• EXCERPTED PASSAGE
━━━━━━━━━━━━━━━━━━━━━━━━━━━━━━

CALLING ALL COLLETORS
As good as this season’s “tried and true” QBs have been, they don’t necessarily fire up collectors on a national scale. Favre, of course, is the exception. He has long been a collector favorite, and that won’t change.
“Brett Favre is one of the big guys in football collecting, along with John Elway and Dan Marino,” says Eddie Barkley, owner of Sports Treasures, a Knoxville, Tenn., seller of cards and memorabilia. “When Favre retired, his collectibles took a hit, just like Marino’s and Elway’s did. For anyone who collects these players, the excitement leaves when they retire and demand drops. So Favre coming back was a big thing for business.”
Not only have legions of Green Bay Packers fans continued their pursuit of Favre treasures, but untold numbers of New York Jets fans have caught Favre Fever. His jersey is the No. 1 seller at NFLShop.com, for example, and collectors are paying $450 and up for a Favre-signed Jets helmet.
While Favre has remained hot, Warner is at least getting warmer, though more on a regional level than national one. Mike Dingwell, owner of Box Seat Collectibles in Phoenix, says he’s having trouble keeping Warner items in stock. “For me, obviously, Warner is hot,” Dingwell said. “In fact, I don’t even have any Warner stuff right now; I’m sold out.”
Warner’s heyday in the hobby was during his amazing three-year period of dominance, 1999-2001, when he led the Rams to a Super Bowl title and notched two MVP awards. In 1999, five years after unsuccessfully trying out for the Packers (Mark Brunell was Favre’s back-up), Warner threw 41 TD passes and led the Rams to their first Super Bowl title. In 2000, he had 21 more TD passes in an injury-shortened season, but he came back in 2001 with 36 TD passes and 4,830 yards. Injuries in the seasons ahead compromised his effectiveness, and he found himself exiled from St. Louis, playing one unforgettable season with the Giants (he threw just six TDs in 10 games in 2004).
In 2005, he signed with the Cardinals, and now, in his fourth year with the team, he looks better than ever.

━━━━━━━━━━━━━━━━━━━━━━━━━━━━━━

• DATASET CONTENT
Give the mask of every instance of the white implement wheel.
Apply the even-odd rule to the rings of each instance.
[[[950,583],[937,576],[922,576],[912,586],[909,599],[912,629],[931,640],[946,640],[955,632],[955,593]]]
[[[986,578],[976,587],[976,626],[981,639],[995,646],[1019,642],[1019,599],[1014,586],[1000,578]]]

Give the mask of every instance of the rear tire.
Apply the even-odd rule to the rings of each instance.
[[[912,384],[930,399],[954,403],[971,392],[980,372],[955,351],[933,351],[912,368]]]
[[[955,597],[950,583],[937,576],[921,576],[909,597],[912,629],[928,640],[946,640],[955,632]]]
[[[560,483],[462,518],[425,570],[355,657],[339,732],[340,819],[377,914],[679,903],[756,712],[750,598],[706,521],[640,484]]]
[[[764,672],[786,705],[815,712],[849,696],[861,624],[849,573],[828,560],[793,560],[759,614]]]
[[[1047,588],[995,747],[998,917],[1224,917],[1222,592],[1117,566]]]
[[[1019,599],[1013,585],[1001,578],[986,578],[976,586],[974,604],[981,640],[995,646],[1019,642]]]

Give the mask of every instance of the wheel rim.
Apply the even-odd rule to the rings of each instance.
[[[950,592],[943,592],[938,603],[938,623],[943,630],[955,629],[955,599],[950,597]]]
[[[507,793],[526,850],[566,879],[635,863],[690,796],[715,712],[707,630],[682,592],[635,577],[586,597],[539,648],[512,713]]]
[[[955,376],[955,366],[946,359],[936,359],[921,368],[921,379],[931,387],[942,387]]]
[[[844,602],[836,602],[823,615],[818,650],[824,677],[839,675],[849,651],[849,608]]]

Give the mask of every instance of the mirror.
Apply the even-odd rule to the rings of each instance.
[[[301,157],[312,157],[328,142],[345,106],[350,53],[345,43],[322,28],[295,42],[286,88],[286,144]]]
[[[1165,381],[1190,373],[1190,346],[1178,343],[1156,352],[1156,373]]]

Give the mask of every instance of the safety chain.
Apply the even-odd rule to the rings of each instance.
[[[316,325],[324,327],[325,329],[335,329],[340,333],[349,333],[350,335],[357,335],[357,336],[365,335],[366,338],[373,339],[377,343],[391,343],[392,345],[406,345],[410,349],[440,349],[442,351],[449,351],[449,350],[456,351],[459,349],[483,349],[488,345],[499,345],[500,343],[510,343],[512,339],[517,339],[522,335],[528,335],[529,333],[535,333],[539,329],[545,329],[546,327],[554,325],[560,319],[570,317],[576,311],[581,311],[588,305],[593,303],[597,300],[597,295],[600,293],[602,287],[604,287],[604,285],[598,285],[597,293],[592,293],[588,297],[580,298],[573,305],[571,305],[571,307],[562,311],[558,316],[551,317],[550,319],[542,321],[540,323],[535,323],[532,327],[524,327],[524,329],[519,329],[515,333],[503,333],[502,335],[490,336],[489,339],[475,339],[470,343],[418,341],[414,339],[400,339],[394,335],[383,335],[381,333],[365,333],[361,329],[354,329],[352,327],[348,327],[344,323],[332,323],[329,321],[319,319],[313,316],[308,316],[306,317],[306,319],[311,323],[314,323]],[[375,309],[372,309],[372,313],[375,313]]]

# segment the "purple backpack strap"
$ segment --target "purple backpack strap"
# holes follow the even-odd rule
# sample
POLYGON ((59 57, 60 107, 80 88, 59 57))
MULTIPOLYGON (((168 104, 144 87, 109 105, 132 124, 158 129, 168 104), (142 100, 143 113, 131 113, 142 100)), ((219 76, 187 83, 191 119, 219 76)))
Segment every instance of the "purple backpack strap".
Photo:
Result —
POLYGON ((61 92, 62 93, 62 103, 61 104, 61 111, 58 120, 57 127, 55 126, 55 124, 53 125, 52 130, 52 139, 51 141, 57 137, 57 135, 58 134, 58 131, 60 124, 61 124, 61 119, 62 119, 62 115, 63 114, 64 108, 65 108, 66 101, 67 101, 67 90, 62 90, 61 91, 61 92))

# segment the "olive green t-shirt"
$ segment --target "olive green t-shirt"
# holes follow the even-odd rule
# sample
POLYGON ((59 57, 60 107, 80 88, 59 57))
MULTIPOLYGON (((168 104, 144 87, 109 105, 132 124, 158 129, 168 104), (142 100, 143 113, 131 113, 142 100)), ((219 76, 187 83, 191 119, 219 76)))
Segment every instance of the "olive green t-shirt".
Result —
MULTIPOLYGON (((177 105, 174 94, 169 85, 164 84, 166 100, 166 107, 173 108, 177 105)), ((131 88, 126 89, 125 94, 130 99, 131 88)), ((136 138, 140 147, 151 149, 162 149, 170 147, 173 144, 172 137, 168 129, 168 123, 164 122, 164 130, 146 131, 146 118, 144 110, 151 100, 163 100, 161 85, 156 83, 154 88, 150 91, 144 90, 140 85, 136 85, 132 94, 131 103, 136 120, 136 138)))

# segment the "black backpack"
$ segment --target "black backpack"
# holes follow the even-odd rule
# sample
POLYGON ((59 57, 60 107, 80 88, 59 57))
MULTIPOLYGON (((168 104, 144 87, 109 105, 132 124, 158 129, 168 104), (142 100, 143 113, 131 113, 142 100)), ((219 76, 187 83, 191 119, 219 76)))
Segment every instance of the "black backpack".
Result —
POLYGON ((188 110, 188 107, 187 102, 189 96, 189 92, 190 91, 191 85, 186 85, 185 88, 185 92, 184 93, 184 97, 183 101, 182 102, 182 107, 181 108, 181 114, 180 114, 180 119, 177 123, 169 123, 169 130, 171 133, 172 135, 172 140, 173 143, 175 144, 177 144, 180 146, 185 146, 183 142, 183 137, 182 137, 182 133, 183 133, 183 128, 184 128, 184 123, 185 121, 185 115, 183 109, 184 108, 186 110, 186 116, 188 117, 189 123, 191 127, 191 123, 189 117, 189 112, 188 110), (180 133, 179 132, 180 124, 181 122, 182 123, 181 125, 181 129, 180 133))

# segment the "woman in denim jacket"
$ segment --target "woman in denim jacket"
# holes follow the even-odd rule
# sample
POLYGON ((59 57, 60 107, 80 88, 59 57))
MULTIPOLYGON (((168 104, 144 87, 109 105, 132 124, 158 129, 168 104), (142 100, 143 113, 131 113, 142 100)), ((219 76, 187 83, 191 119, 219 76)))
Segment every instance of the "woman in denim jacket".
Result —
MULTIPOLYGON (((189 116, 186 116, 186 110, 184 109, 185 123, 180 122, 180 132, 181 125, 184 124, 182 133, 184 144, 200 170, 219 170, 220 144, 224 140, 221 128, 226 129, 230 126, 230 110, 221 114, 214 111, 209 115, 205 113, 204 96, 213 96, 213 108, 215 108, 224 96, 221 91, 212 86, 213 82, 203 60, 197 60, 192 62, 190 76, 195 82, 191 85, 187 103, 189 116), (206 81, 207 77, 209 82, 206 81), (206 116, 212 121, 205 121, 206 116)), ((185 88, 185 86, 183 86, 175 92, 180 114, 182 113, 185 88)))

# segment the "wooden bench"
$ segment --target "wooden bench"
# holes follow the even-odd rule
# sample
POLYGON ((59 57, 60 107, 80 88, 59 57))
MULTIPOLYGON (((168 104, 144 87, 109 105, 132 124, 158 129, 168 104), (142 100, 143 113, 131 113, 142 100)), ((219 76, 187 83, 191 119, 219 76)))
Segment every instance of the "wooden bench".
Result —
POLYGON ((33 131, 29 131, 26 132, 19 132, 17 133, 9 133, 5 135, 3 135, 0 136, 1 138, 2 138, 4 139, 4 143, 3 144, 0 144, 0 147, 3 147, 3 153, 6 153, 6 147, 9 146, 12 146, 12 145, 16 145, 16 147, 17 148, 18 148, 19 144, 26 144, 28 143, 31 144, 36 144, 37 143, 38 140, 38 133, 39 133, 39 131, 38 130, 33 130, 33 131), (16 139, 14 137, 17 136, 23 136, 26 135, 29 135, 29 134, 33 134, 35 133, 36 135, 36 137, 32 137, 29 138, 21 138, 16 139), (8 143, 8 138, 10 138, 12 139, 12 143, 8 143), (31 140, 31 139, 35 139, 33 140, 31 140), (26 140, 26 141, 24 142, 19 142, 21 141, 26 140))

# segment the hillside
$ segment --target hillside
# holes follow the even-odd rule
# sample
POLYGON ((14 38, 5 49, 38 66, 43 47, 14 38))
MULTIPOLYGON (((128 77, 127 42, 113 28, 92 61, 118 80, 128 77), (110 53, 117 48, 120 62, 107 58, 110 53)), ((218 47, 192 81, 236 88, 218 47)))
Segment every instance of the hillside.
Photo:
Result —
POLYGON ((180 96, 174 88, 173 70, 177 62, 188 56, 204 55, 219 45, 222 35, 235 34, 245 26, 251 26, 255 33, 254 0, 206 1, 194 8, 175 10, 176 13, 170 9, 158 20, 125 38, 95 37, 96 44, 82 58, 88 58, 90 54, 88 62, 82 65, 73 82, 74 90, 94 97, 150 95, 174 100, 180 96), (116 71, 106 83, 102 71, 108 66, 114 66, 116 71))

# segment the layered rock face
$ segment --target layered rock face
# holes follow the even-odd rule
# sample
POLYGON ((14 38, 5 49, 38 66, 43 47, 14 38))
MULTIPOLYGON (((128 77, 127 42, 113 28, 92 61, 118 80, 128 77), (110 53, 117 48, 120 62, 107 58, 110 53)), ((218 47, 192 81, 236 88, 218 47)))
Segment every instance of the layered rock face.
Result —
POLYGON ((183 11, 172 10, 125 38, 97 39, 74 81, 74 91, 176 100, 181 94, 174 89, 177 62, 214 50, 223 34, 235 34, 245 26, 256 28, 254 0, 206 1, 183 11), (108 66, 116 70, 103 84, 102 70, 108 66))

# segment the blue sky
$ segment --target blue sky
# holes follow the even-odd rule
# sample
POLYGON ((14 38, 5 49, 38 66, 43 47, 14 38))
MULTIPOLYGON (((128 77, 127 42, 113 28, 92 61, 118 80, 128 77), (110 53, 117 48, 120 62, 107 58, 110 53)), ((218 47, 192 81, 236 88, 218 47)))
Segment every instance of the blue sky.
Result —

━━━━━━━━━━━━━━━━━━━━━━━━━━━━━━

• STATED EXERCISE A
In the passage on quarterback collectibles, what are collectors paying for a Favre-signed Jets helmet?
• STATED EXERCISE B
Using the passage on quarterback collectibles, explain why Favre's return to play was a big thing for Eddie Barkley's business.
• STATED EXERCISE C
Write the next part of the passage on quarterback collectibles, picking up after its last sentence.

• TASK OUTPUT A
$450 and up.

• TASK OUTPUT B
When a player like Favre, Marino or Elway retires, collectors lose their excitement, demand drops and the player's collectibles take a hit. Favre coming back reversed that, so his return was good for business.

• TASK OUTPUT C
“I think this is Warner’s best Cardinals season,” says Darren Urban, who covers the team for AZCardinals.com. “Some of that is Warner making sure he is better – that he’s doing a better job of protecting the ball with two hands in the pocket, and taking fewer risks on his throws. Some of that is his supporting cast and coaching. Having continuity on the coaching staff and with offensive coordinator Todd Haley helps. Haley and Warner understand what the other is trying to accomplish. Having both Larry Fitzgerald and Anquan Boldin healthy this season for the most part helps, too. Remember, Boldin played most of last season with a fractured hip that limited him.”
Despite Warner’s play, his collectibles reflect a buyer’s market. That may change, but for now, you can find all kinds of gems at below-book prices. A number of Warner-signed mini-helmets, for example, sold last month on eBay at prices between $30 and $75. And consider his 1999 Playoff Contenders SSD Rookie Ticket Autograph card. It was valued at $400 in 2001; last month, one sold for $100 on eBay, and another got away for $75.
On the other hand, a couple of Warner-signed Rams Super Bowl jerseys on eBay show that demand might be strengthening. One sold for $575, and the other was approaching that mark at press time.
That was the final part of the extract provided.